Place every line of the entries below into a Markdown table with the columns Row and Text, numbering the lines in order and skipping blank lines. Leave any pictures out of the table.

[Start of MATERIALS PROVIDED]

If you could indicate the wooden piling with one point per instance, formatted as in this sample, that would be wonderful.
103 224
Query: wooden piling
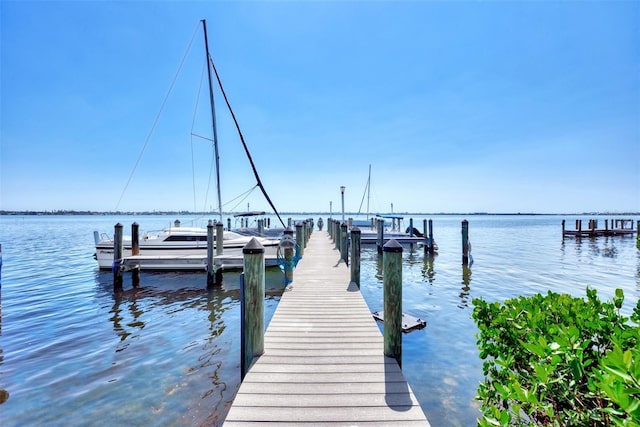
117 257
432 243
344 245
288 256
356 236
465 242
252 306
392 292
211 269
299 240
219 238
380 234
135 250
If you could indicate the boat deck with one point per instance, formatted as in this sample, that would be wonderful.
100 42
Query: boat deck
323 362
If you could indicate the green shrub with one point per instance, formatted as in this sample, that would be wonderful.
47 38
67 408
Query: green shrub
556 360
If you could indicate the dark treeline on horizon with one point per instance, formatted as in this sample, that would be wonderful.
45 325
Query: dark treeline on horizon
336 214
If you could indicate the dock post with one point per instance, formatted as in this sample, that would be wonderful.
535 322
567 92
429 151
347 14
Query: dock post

[End of MATERIALS PROVIDED]

EXERCISE SOLUTION »
| Row | Text |
|---|---|
| 1 | If you could indicate the wooden piling with one point per instance, formatted as in this sample, that would be wonderful. |
| 2 | 103 224 |
| 3 | Query: wooden piling |
| 4 | 117 257 |
| 5 | 432 243 |
| 6 | 344 245 |
| 7 | 288 256 |
| 8 | 356 236 |
| 9 | 465 242 |
| 10 | 252 306 |
| 11 | 392 292 |
| 12 | 211 269 |
| 13 | 299 240 |
| 14 | 219 238 |
| 15 | 380 234 |
| 16 | 135 250 |
| 17 | If you could indicate the boat deck with one point per instance, formatted as in this sample, that would be wonderful. |
| 18 | 100 42 |
| 19 | Query: boat deck |
| 20 | 323 362 |
| 21 | If you could indicate the green shrub with one point per instance, formatted as in this sample, that would be wonderful. |
| 22 | 47 38 |
| 23 | 67 408 |
| 24 | Query: green shrub |
| 25 | 556 360 |
| 26 | If you could indicate the dark treeline on horizon with one point per instance, formatted as in this sample, that would be wonderful. |
| 27 | 45 325 |
| 28 | Query: dark treeline on horizon |
| 29 | 336 214 |
| 30 | If you could indicate the dock post with one point per instance, formatted as in this sample, that would be wonderful. |
| 31 | 535 322 |
| 32 | 567 92 |
| 33 | 429 151 |
| 34 | 347 14 |
| 35 | Query: dock post |